__Instruction A__
Count the lines of the records that contain the string "pink", with case counting, and give only that number.

__Text block__
* START *

It is wild, unspoilt and fascinating: among the sand dunes, two young kangaroos race away between the clumps of brush. And Ron tells us that there are over thirty thousand of them on the island.

We are at Couran Cove Resort, the latest undertaking of this great Australian distance runner, who set no fewer than 19world records at all distances and was the first athlete to go under 28 minutes in the 10,000m (with the biggest differential: 35.6 seconds). Today, Clarke is a successful businessman in Queensland and the founder-owner of the Couran Cove resort, a corner of paradise that occupies Stradbrooke South Island, a little island some sixty kilometres south of Brisbane, Australia.

It’s a twenty-minute ferry ride here from Runaway Marina, or fifteen minutes if you’re lucky enough to hitch a ride with Ron Clarke himself. He skippers a cabin cruiser which, after a few difficult moments, heads out into the open sea and towards the tiny port of Couran Cove.

Nature is virtually unspoilt here: there are some buildings (lodges and cabins) for the tourists, but even though these have all the creature comforts, they have been built respecting the environment. There are plenty of little cottages in the woods too, all carefully built on stilts, their grey walls blending perfectly into the surrounding vegetation. The Couran Resort can accommodate 1500 guests; this number will increase to 2500, when the Resort is working at capacity. Officially opened a year ago at a cost of 150 million Australian dollars, Ron Clarke’s resort is also a training centre for elite athletes.

* END *

__Records__
* START *

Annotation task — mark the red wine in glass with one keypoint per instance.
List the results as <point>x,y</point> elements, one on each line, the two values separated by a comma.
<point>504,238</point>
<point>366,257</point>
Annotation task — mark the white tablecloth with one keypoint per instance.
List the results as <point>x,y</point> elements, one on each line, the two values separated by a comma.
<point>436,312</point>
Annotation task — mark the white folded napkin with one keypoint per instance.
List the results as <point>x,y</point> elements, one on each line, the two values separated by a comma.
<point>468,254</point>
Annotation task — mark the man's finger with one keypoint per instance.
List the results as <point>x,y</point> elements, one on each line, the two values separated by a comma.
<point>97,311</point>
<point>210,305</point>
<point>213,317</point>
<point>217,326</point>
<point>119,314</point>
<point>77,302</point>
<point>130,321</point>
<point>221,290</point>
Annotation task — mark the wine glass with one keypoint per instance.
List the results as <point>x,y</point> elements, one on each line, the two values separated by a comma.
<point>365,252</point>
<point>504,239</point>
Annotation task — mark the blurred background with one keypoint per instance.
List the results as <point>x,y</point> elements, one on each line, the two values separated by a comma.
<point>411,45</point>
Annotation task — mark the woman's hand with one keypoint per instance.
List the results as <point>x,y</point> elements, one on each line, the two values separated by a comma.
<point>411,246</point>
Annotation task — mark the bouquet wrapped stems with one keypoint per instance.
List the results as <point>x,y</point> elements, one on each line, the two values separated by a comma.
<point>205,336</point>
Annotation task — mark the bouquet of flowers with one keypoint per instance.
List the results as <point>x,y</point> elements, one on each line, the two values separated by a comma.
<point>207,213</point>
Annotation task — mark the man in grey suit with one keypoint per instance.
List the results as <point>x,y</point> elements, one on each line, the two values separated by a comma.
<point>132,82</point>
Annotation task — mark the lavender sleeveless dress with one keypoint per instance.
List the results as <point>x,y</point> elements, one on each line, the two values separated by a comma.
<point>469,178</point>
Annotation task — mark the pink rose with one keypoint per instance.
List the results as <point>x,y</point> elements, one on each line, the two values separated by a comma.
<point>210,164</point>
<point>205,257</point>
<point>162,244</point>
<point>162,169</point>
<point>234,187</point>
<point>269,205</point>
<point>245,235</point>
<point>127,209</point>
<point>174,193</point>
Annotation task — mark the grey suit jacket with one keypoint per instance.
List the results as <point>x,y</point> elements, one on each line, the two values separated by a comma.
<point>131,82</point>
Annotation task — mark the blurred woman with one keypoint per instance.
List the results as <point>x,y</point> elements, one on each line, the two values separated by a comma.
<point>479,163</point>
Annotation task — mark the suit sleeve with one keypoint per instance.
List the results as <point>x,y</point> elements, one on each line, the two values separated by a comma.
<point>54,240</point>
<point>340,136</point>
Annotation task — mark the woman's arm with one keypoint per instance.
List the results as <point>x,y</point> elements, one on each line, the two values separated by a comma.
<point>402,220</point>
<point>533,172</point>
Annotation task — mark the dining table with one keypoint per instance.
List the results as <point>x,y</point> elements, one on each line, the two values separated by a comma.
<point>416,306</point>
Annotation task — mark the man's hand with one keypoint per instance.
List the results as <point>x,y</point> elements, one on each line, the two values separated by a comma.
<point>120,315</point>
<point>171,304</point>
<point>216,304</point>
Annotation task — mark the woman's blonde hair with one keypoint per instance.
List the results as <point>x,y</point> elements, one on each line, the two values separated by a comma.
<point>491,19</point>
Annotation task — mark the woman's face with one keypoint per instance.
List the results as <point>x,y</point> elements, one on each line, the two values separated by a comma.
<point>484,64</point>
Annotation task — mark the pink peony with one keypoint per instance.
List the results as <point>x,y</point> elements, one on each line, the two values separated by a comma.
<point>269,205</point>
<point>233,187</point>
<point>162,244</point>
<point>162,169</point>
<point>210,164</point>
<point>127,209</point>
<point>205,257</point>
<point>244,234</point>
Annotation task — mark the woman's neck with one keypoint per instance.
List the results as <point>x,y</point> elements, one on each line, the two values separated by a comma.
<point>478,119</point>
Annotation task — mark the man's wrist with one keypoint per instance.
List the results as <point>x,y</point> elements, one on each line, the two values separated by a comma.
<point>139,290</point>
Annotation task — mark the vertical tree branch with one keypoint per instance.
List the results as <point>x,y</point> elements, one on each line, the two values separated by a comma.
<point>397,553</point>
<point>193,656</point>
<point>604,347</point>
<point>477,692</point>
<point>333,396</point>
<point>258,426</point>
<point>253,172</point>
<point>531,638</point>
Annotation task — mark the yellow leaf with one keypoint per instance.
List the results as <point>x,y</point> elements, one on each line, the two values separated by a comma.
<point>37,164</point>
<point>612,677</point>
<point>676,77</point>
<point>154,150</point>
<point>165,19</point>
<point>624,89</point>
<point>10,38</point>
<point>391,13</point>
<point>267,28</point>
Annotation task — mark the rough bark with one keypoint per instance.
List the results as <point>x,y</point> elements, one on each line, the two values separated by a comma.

* END *

__Instruction B__
Print the passage about the Couran Cove resort from "It is wild, unspoilt" to "of Brisbane, Australia.", copying it word for word.

__Correct response A__
2

__Correct response B__
It is wild, unspoilt and fascinating: among the sand dunes, two young kangaroos race away between the clumps of brush. And Ron tells us that there are over thirty thousand of them on the island.

We are at Couran Cove Resort, the latest undertaking of this great Australian distance runner, who set no fewer than 19world records at all distances and was the first athlete to go under 28 minutes in the 10,000m (with the biggest differential: 35.6 seconds). Today, Clarke is a successful businessman in Queensland and the founder-owner of the Couran Cove resort, a corner of paradise that occupies Stradbrooke South Island, a little island some sixty kilometres south of Brisbane, Australia.